Kurze Aufgabe a — Können Sie aus dem Text über jüdisches Leben in Deutschland die Passage abschreiben, die mit „Lowensteins Marginalitätsthese hat“ beginnt und weiter bis einschließlich „Protestbewegung marginalisierter Autoren.“ reicht?

Seite —
Auch der Leiter des Gesamtprojektes, Michael A. Meyer vom Hebrew Union College in Cincinnati, betont die traditionellen Bindungen, die das jüdische Leben in Deutschland bis weit ins 19. Jahrhundert bestimmt haben - ein konservativer Zug, der durch das Scheitern der Revolution des Jahres 1848 noch verstärkt wird und bis in die Gründerzeit des Bismarckreiches sichtbar bleibt. »Juden, die aufgewachsen waren in der überlieferten jüdischen Umwelt«, schreibt er, »vor allem aber ihre religiösen Führer, innig vertraut wie sie waren mit der Welt der traditionellen jüdischen Gemeinschaft, gaben nicht willig die geheiligten Bräuche der Vorväter preis, mochten die Modernisten, die unter ihnen aufstanden, sie auch unvereinbar finden mit der veränderten Wirklichkeit einer fortgeschrittenen Emanzipation und Akkulturation.«

Ihre Probe hätte diese auch das Fremde integrierende Akkulturation bestehen müssen, als erstmals sinnvoll von einem »Deutschland« die Rede sein konnte, also nach 1871. Im dritten Band aber weist der Historiker Steven M. Lowenstein aus Los Angeles auf eine entscheidende Phasenverschiebung hin: Nach dem überragenden Beitrag Heinrich Heines zur deutschen Literatur in der ersten Hälfte des 19. Jahrhunderts treten namhafte jüdische Schriftsteller erst wieder seit den neunziger Jahren hervor. »Die jüdische Teilhabe an der deutschen Kultur«, schreibt er, »wurde genau zu dem Zeitpunkt am bedeutendsten, als - in den Jahren nach 1890 - die antisemitische Ablehnung von Juden in der Kultur stärker wurde; demgegenüber war sie in der früheren, liberaleren Epoche viel bescheidener gewesen.«

Lowensteins Marginalitätsthese hat manches für sich. Zu ergänzen wäre, daß die im zweiten Band vertretene Akkulturation ihre Voraussetzung in eben dieser frühen liberalen Weltanschauung hatte und daß der Niedergang des Liberalismus nicht nur die Juden traf. Die gescheiterte Revolution des Jahres 1848 machte mit dem jüdischen auch das deutsche Bildungsbürgertum mundtot; nicht nur die jüdischen, sondern auch die deutschen Intellektuellen - allen voran Friedrich Nietzsche - argumentierten seither aus einer Randstellung; und die gesamte von Deutschen und Juden geschriebene Literatur, die schließlich im Expressionismus gipfelte, war eine kulturelle Protestbewegung marginalisierter Autoren.

Kurze Aufgabe b — Können Sie die Zeilen der Liste, beginnend mit der Zeile mit „Would you kindly mark the sock“ und weiter bis einschließlich der Zeile mit „(1099, 452)“, noch einmal wiedergeben und darin „Would you kindly“ durch „Could you please“ ersetzen, ohne sonst etwas zu ändern?

Vorliegende Einträge —
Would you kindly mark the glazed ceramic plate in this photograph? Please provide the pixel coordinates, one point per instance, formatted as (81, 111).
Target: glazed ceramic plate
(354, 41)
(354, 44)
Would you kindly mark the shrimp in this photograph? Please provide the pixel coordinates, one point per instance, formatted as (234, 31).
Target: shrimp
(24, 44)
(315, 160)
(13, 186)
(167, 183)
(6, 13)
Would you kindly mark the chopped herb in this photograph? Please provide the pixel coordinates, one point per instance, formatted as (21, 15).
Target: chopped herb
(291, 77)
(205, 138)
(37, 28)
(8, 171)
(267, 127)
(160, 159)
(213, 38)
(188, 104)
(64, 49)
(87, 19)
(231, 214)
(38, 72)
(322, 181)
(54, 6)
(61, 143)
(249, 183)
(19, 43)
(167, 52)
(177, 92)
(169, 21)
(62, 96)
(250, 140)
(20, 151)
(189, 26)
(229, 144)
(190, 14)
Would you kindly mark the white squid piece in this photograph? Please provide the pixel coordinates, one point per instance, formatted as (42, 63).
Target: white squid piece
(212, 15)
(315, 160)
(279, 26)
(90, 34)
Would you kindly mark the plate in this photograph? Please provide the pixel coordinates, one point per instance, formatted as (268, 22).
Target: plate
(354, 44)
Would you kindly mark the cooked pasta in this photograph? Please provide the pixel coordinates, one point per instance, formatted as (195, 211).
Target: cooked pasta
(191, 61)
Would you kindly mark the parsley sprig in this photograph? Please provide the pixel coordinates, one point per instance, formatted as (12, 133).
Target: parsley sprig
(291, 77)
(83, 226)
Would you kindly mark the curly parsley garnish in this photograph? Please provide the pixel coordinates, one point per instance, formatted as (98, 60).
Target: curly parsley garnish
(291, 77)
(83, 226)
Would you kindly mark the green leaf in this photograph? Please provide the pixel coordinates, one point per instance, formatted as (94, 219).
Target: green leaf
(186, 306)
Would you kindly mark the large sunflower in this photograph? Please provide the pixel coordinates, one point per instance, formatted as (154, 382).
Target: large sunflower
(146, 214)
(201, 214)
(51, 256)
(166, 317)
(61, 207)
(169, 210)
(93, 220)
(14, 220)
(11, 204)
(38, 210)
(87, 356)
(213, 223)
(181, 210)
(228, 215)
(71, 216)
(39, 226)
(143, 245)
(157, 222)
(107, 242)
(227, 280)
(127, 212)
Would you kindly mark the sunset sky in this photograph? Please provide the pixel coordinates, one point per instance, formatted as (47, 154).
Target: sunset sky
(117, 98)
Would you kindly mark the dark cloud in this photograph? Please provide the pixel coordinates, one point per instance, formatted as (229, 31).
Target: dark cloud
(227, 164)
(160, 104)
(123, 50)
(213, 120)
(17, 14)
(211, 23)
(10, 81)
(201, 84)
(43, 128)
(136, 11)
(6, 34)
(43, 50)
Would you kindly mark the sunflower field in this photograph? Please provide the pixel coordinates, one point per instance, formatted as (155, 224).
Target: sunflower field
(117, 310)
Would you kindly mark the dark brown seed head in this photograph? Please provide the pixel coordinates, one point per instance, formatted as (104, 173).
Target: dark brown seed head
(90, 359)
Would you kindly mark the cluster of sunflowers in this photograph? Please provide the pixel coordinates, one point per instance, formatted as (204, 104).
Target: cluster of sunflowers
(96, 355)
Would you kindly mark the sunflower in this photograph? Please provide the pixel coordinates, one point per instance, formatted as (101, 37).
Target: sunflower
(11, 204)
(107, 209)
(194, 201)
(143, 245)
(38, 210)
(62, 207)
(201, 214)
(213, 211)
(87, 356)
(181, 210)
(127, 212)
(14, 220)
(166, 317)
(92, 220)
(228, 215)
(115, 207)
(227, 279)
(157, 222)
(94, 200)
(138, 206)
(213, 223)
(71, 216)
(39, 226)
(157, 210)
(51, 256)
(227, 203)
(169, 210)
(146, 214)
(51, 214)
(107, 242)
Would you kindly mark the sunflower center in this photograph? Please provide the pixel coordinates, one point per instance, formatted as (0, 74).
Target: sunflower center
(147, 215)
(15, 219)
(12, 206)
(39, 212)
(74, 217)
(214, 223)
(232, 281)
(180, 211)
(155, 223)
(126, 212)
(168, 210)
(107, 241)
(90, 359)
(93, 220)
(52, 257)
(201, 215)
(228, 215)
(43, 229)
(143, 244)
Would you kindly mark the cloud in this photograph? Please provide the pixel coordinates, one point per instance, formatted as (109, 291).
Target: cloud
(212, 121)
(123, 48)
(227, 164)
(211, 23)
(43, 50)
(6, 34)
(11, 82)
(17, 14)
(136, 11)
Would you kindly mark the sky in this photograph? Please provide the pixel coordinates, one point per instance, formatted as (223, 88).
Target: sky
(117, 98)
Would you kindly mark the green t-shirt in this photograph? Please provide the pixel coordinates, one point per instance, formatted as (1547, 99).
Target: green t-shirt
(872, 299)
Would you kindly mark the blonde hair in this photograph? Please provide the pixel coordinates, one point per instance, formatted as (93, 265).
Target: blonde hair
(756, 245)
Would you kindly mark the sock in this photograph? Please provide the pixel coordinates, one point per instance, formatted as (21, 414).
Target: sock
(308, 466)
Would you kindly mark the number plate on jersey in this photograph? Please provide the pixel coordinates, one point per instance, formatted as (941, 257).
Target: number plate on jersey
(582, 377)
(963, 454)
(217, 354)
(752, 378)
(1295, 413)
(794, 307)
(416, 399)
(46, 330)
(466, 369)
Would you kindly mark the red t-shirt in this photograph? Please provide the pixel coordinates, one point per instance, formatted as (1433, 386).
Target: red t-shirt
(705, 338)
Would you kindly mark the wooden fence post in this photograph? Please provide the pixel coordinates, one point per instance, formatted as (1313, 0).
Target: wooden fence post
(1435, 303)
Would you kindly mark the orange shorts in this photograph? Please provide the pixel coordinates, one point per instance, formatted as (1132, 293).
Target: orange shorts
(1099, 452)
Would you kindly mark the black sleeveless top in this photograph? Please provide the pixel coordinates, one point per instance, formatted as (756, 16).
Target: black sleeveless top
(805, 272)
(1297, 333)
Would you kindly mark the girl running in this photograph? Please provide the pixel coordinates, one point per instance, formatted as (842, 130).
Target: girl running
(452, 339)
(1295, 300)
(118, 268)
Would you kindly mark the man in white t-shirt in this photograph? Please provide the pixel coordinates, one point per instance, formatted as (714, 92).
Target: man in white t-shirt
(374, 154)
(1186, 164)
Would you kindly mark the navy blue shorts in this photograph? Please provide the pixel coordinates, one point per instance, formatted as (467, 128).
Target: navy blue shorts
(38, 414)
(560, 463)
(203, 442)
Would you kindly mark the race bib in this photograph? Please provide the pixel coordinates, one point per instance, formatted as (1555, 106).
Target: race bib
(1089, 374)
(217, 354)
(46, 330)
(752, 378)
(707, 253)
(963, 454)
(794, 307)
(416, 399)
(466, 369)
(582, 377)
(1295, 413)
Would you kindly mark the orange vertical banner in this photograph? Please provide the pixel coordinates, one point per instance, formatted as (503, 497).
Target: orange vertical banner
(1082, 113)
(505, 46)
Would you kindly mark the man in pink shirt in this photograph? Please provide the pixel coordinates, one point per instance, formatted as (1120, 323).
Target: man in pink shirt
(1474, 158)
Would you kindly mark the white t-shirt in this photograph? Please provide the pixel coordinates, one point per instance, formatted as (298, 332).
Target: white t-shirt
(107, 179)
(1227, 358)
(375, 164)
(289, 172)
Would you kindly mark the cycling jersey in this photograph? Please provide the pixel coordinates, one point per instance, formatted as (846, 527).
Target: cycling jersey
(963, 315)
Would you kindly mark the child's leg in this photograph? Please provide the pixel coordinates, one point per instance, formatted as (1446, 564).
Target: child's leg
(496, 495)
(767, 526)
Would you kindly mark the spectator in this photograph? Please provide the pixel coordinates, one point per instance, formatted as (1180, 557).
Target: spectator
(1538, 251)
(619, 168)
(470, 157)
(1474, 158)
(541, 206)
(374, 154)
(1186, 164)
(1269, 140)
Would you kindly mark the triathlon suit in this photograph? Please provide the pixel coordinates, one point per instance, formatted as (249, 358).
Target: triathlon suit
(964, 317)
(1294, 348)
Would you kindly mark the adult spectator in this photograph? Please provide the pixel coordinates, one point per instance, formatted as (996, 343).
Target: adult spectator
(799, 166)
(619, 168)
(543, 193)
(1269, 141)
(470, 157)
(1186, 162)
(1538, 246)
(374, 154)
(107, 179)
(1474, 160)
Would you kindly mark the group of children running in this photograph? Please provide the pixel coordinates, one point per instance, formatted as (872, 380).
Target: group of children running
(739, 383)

Richtiges Ergebnis a —
Lowensteins Marginalitätsthese hat manches für sich. Zu ergänzen wäre, daß die im zweiten Band vertretene Akkulturation ihre Voraussetzung in eben dieser frühen liberalen Weltanschauung hatte und daß der Niedergang des Liberalismus nicht nur die Juden traf. Die gescheiterte Revolution des Jahres 1848 machte mit dem jüdischen auch das deutsche Bildungsbürgertum mundtot; nicht nur die jüdischen, sondern auch die deutschen Intellektuellen - allen voran Friedrich Nietzsche - argumentierten seither aus einer Randstellung; und die gesamte von Deutschen und Juden geschriebene Literatur, die schließlich im Expressionismus gipfelte, war eine kulturelle Protestbewegung marginalisierter Autoren.

Richtiges Ergebnis b —
Could you please mark the sock in this photograph? Please provide the pixel coordinates, one point per instance, formatted as (21, 414).
Target: sock
(308, 466)
Could you please mark the number plate on jersey in this photograph? Please provide the pixel coordinates, one point per instance, formatted as (941, 257).
Target: number plate on jersey
(582, 377)
(963, 454)
(217, 354)
(752, 378)
(1295, 413)
(794, 307)
(416, 399)
(46, 330)
(466, 369)
Could you please mark the red t-shirt in this photograph? Please provide the pixel coordinates, one point per instance, formatted as (1433, 386).
Target: red t-shirt
(705, 338)
Could you please mark the wooden fence post in this photograph? Please provide the pixel coordinates, one point per instance, formatted as (1313, 0).
Target: wooden fence post
(1435, 303)
Could you please mark the orange shorts in this photograph? Please provide the pixel coordinates, one point per instance, formatted as (1132, 293).
Target: orange shorts
(1099, 452)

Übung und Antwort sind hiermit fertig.